* Start *

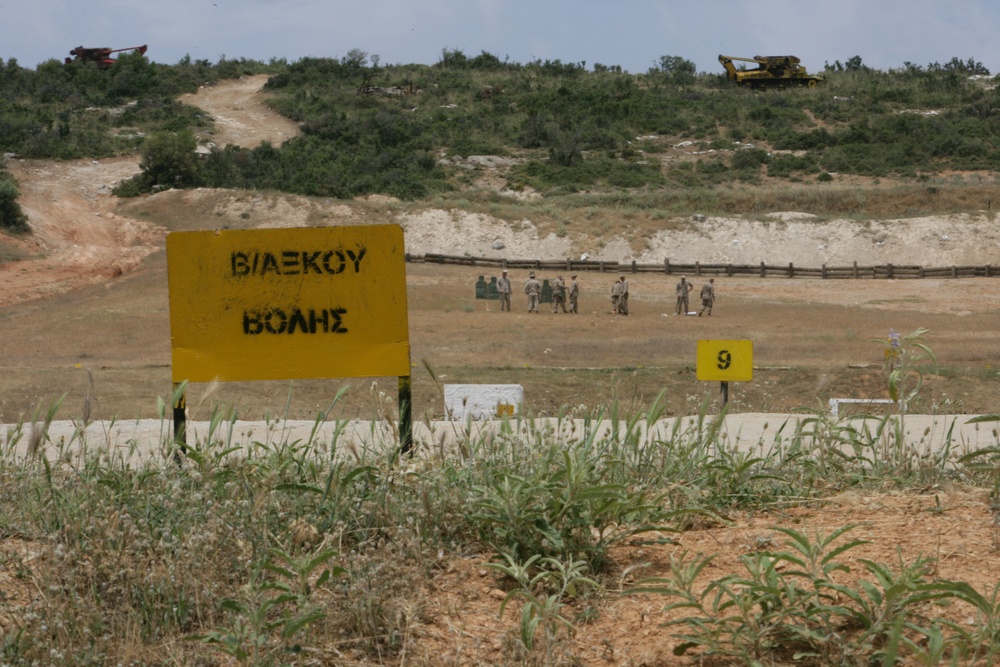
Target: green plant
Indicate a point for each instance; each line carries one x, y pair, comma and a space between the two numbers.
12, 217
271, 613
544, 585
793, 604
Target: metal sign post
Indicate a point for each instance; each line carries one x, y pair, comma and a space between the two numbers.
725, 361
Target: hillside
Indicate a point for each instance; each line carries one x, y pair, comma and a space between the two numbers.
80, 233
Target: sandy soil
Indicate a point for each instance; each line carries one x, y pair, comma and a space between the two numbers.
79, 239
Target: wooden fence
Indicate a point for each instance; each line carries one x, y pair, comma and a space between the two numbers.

* End *

What is being asked >> Copy the material above word for word, leaving out the pictures.

Full output >>
Target: green plant
Indicate a point for each instance; each line carries one x, y pair, comma and a space between the two numbers.
12, 217
271, 613
544, 585
793, 604
Target: metal sign post
Indicate a point for each instance; each line carries one x, y pair, comma and a space between the two numbers.
725, 361
Target: hillside
Indicate a point for each instance; each line carries one x, y pair, comma and a space between the two numbers.
80, 233
Target: sandy soil
Indicate a point for each instance; each line carries one x, y pair, comma and a space between the two numbers.
79, 239
Target: wooden fence
Indicate a point for each instance; each line carries one x, y pair, comma and a space between the two numbers.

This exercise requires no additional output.